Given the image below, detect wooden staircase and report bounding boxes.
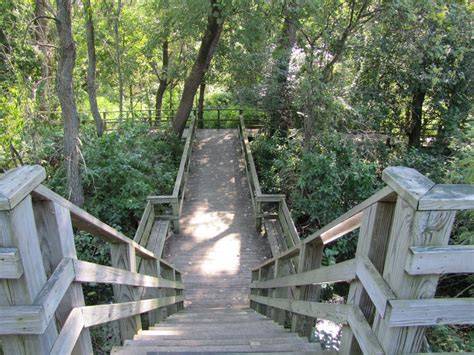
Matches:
[112,308,326,354]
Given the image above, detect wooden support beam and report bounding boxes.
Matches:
[418,184,474,211]
[250,295,352,323]
[405,245,474,275]
[0,171,57,354]
[387,298,474,327]
[250,259,356,288]
[0,248,23,279]
[110,244,142,342]
[33,200,92,354]
[74,260,183,289]
[373,168,455,353]
[81,296,184,327]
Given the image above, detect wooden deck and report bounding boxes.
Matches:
[163,129,271,308]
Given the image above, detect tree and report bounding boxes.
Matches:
[56,0,84,206]
[173,0,224,136]
[84,0,104,137]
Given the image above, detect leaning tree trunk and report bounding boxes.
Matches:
[408,89,426,147]
[173,0,224,137]
[56,0,84,206]
[197,80,206,128]
[266,17,296,134]
[155,40,170,125]
[83,0,104,137]
[35,0,50,113]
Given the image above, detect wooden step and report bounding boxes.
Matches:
[111,343,321,355]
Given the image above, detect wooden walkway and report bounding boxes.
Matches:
[163,130,271,309]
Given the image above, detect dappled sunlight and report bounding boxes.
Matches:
[201,233,241,275]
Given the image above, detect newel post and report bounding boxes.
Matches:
[373,167,456,354]
[0,165,58,354]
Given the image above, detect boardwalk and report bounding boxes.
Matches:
[164,130,271,308]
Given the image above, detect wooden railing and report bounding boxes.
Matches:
[0,166,184,354]
[147,117,197,233]
[239,116,300,254]
[250,167,474,354]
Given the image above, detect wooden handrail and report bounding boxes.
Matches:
[250,167,474,354]
[0,166,184,354]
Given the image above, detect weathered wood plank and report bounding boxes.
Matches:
[382,166,435,210]
[302,186,396,248]
[81,296,184,327]
[133,201,155,245]
[348,306,385,354]
[0,196,57,354]
[74,260,184,289]
[0,165,46,211]
[418,184,474,211]
[374,196,455,353]
[51,308,84,355]
[250,295,352,323]
[388,298,474,327]
[340,202,395,354]
[33,200,92,355]
[33,258,74,323]
[0,248,23,279]
[357,256,396,317]
[110,244,142,341]
[250,259,356,288]
[405,245,474,275]
[0,306,48,335]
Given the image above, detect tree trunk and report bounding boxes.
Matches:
[83,0,104,137]
[155,40,169,125]
[408,88,426,147]
[173,0,224,137]
[35,0,50,112]
[56,0,84,206]
[114,0,124,124]
[266,17,296,135]
[198,80,206,129]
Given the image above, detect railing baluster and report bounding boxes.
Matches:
[110,244,142,342]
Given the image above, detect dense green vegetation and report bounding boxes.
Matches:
[0,0,474,351]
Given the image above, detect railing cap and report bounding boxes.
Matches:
[382,166,435,209]
[0,165,46,211]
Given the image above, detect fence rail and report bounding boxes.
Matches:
[250,161,474,354]
[0,166,184,354]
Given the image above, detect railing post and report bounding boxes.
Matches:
[340,202,395,354]
[292,239,324,338]
[33,200,92,354]
[0,165,58,355]
[110,244,142,342]
[373,167,455,354]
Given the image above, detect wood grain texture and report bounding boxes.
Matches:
[388,298,474,327]
[418,184,474,211]
[51,308,84,355]
[81,296,184,328]
[0,248,23,279]
[250,259,356,288]
[74,260,183,289]
[382,166,435,210]
[33,200,92,355]
[110,244,142,341]
[374,197,455,353]
[405,245,474,275]
[250,295,351,323]
[0,196,57,354]
[0,165,46,211]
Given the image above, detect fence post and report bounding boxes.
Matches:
[33,200,92,354]
[340,202,395,354]
[110,244,142,342]
[373,167,455,354]
[0,165,58,354]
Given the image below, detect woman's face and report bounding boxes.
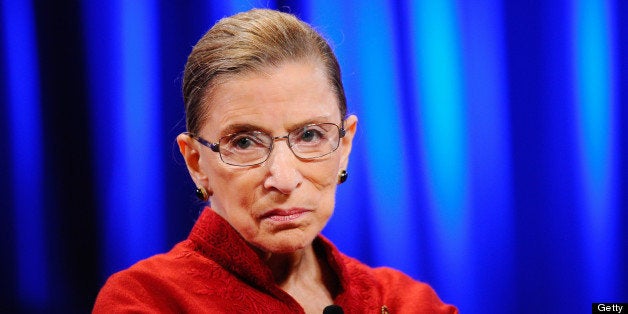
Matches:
[184,62,357,253]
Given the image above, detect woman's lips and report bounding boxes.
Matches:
[262,208,310,222]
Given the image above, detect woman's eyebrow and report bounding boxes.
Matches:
[220,123,268,137]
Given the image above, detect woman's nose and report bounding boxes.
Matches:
[264,140,303,194]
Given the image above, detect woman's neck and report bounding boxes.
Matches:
[265,245,338,313]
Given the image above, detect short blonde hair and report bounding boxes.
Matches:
[183,9,347,133]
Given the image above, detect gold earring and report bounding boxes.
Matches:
[338,170,349,184]
[194,186,209,202]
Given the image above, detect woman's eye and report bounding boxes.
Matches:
[234,137,253,149]
[299,129,323,142]
[228,133,267,150]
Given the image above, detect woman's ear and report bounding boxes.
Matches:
[340,115,358,170]
[177,133,209,190]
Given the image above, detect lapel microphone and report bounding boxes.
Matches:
[323,304,345,314]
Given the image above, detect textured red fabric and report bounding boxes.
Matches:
[93,208,457,313]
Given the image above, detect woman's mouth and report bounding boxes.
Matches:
[262,208,310,223]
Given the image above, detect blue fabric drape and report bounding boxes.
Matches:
[0,0,628,313]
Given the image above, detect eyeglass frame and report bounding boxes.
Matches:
[183,121,347,167]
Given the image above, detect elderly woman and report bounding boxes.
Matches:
[94,10,457,313]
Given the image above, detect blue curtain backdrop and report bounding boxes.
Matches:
[0,0,628,313]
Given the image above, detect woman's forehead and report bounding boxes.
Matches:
[200,63,340,132]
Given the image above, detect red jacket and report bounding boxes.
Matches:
[93,208,457,313]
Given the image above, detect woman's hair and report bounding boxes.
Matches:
[183,9,347,133]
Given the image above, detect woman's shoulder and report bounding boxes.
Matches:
[93,240,226,313]
[334,251,458,313]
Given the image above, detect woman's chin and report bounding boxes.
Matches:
[256,234,316,254]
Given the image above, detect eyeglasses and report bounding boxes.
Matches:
[185,123,346,167]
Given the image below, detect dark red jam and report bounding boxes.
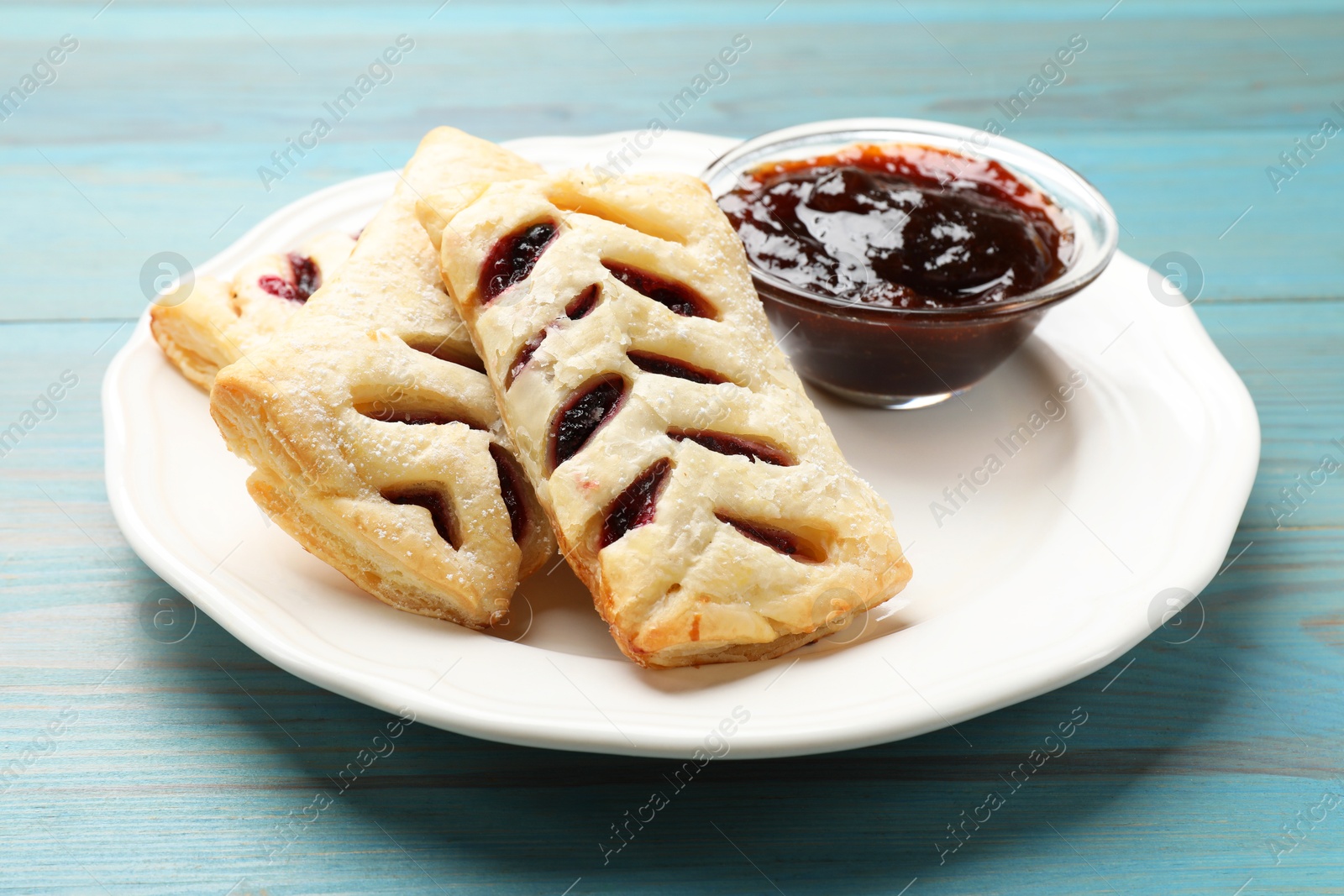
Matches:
┄┄┄┄┄┄
## SCHRIFTLICHE ANWEISUNG
Kannst du sämtliche Einträge oben Zeile für Zeile unverändert wiederholen und dabei die Bilder weglassen?

## SCHRIFTLICHE ANTWORT
Given the image below, detect wooden staircase and report bounding boxes.
Matches:
[112,308,326,354]
Given the image above, detect wooden support beam and report bounding boxes.
Matches:
[418,184,474,211]
[250,295,352,323]
[405,245,474,275]
[0,171,57,354]
[387,298,474,327]
[250,259,356,288]
[0,248,23,279]
[110,244,142,342]
[33,200,92,354]
[74,260,183,289]
[373,168,455,353]
[81,296,184,327]
Given the image above, detect wooden deck and report bounding boxes.
Matches:
[163,129,271,308]
Given the image above, detect tree and report bounding boxes.
Matches:
[56,0,84,206]
[173,0,224,136]
[84,0,104,137]
Given the image above, detect leaning tree trunk and report bounding boxes.
Matches:
[408,89,426,147]
[173,0,224,137]
[56,0,84,206]
[197,80,206,128]
[266,17,296,134]
[155,40,170,125]
[83,0,104,137]
[35,0,50,113]
Given the image above, detect wooden step and report bounding boxes.
Matches:
[111,343,321,355]
Given the image above, detect wooden walkway and report bounding boxes.
Matches:
[163,130,271,309]
Given the image above, detect dappled sunlight and report bounding boxes.
Matches:
[201,233,241,275]
Given the image above, detect newel post and report bounding boxes.
Matches:
[373,167,456,354]
[0,165,58,354]
Given the image above, detect boardwalk and report bounding boxes.
Matches:
[164,130,271,308]
Given the image above, detect wooden railing and report bounding boxes.
Matches:
[0,166,184,354]
[147,117,197,233]
[239,116,300,254]
[250,167,474,354]
Given the image above, detect wooden handrail and report bounding boxes.
Matches:
[250,167,474,354]
[0,166,184,354]
Given the image above, detect weathered wood plank and report bounding boxes.
Matches:
[382,166,435,210]
[302,186,396,248]
[81,296,184,327]
[133,201,155,245]
[348,306,385,354]
[0,196,57,354]
[74,260,184,289]
[0,165,46,211]
[418,184,474,211]
[374,196,455,353]
[51,308,84,355]
[250,295,352,323]
[388,298,474,327]
[340,202,395,354]
[33,200,92,355]
[33,258,74,323]
[0,248,23,279]
[357,256,396,317]
[110,244,142,341]
[250,259,356,288]
[405,245,474,275]
[0,306,48,335]
Given the image above, detect tree trunk and report bounding boxes.
Matches:
[83,0,104,137]
[155,40,169,125]
[408,88,426,147]
[173,0,224,137]
[35,0,50,112]
[56,0,84,206]
[114,0,124,124]
[266,17,296,135]
[198,80,206,129]
Given the image above, detect railing baluster and report bounding boxes.
Matches:
[110,244,142,342]
Given the image above, detect dense green vegetation and report bounding boxes.
Matches:
[0,0,474,351]
Given the image above, detect railing cap and report bounding boxes.
Matches:
[382,166,435,209]
[0,165,46,211]
Given the image above, detect fence rail and report bounding boxes.
Matches:
[250,161,474,354]
[0,166,184,354]
Given the image above, detect railing post and report bounding boxes.
Matches:
[340,202,395,354]
[292,239,324,338]
[33,200,92,354]
[0,165,58,355]
[110,244,142,342]
[373,167,455,354]
Given the image above, detect wood grain texture and report bounding boxes.
Matches:
[388,298,474,327]
[418,184,474,211]
[51,308,84,355]
[81,296,184,328]
[0,248,23,279]
[250,259,356,288]
[74,260,183,289]
[382,166,435,210]
[33,200,92,355]
[110,244,142,341]
[374,197,455,353]
[405,245,474,275]
[250,295,351,323]
[0,196,57,354]
[0,165,46,211]
Given the image above, detect fence post and report bounding boxes.
Matches:
[33,200,92,354]
[340,202,395,354]
[110,244,142,342]
[373,167,455,354]
[0,165,58,354]
Given the image below, detect woman's face and report bounding boxes.
Matches:
[184,62,357,253]
Given the image above, detect woman's lips and report bounding boxes.
Matches:
[262,208,310,222]
Given the image above, detect woman's eyebrow and report bounding boxes.
Matches:
[220,123,268,137]
Given the image above, detect woman's nose and report bounding boxes.
Matches:
[264,140,303,194]
Given the image above, detect woman's neck and report bounding boxes.
Matches:
[265,245,338,313]
Given the image above, detect short blonde hair and report bounding boxes.
Matches:
[183,9,347,133]
Given the image above, detect gold earring and report bounding boxes.
Matches:
[338,170,349,184]
[194,186,209,202]
Given the image above, detect woman's eye and report bounding boxes.
Matches:
[234,137,253,149]
[299,129,323,142]
[228,133,267,150]
Given the image above, detect woman's ear and report bounding boxes.
Matches:
[340,115,358,170]
[177,133,209,190]
Given the image above, detect lapel microphone and report bounding boxes.
Matches:
[323,304,345,314]
Given the image above, detect textured red fabric and report bounding boxes.
Matches:
[93,208,457,313]
Given the image above, detect woman's mouth and report bounding boxes.
Matches:
[262,208,310,223]
Given the image above, detect blue fabric drape and report bounding boxes.
Matches:
[0,0,628,313]
Given the image above, detect eyeglass frame and report bounding boxes.
Matches:
[183,121,347,167]
Given the image above, detect elderly woman and report bounding boxes.
Matches:
[94,10,457,313]
Given the image above, detect blue curtain backdrop and report bounding boxes.
Matches:
[0,0,628,313]
Given the image above, detect woman's forehead and report bounding boxes.
Matches:
[200,63,340,132]
Given the image above, detect red jacket and report bounding boxes.
Matches:
[93,208,457,313]
Given the image above, detect woman's hair and report bounding boxes.
Matches:
[183,9,347,133]
Given the image above, detect woman's shoulder and report bounding boxes.
Matches:
[93,240,226,313]
[334,251,458,313]
Given the image above, detect woman's chin and report bounding boxes.
Matches:
[256,234,316,254]
Given the image above, detect eyeglasses and report bounding boxes.
Matches:
[185,123,346,167]
Given the image below, detect dark red jam and report bounding boxes.
Matches:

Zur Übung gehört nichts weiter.